Copy the records starting with the line that contains "Where is the distant" and going on through the end of the records, shifting every bounding-box coordinate in the answers up by 62. Leave the requests and their sample arrays unchanged.

— START —

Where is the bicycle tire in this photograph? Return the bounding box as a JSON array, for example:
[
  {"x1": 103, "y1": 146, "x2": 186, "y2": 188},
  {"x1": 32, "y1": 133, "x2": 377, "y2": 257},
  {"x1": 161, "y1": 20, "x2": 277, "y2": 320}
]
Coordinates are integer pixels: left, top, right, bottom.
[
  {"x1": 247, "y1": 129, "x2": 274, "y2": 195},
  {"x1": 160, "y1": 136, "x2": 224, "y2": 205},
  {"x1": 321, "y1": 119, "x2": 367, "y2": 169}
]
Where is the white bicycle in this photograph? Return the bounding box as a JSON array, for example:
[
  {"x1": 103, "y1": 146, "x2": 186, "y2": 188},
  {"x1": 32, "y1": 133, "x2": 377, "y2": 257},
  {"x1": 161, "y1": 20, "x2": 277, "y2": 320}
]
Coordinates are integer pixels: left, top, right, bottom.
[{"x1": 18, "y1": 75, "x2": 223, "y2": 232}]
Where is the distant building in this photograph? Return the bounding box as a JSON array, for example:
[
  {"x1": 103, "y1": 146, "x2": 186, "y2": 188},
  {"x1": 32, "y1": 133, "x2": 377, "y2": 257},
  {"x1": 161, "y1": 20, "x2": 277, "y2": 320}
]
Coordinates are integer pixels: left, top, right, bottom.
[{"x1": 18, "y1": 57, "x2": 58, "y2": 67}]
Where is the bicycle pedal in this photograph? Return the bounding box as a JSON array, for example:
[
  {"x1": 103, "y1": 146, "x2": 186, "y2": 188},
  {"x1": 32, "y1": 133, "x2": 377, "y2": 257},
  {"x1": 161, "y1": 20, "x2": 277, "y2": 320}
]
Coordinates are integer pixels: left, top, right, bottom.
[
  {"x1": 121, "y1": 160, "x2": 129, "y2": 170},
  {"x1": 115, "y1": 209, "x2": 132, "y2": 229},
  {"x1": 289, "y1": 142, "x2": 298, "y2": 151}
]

— END —

◆ Exercise response:
Where is the distant building in this photograph? Return the bounding box as a JSON array, for example:
[
  {"x1": 103, "y1": 146, "x2": 186, "y2": 188},
  {"x1": 32, "y1": 133, "x2": 377, "y2": 257},
  {"x1": 161, "y1": 20, "x2": 277, "y2": 320}
]
Coordinates are integer pixels: left, top, right, bottom.
[{"x1": 80, "y1": 119, "x2": 120, "y2": 129}]
Where is the bicycle pedal in this photograph? Return the bounding box as a JSON array, for example:
[
  {"x1": 103, "y1": 146, "x2": 186, "y2": 188},
  {"x1": 32, "y1": 133, "x2": 377, "y2": 257},
  {"x1": 161, "y1": 20, "x2": 277, "y2": 320}
]
Coordinates are integer pixels: left, top, right, bottom.
[
  {"x1": 183, "y1": 222, "x2": 191, "y2": 232},
  {"x1": 177, "y1": 271, "x2": 194, "y2": 291},
  {"x1": 351, "y1": 204, "x2": 360, "y2": 213}
]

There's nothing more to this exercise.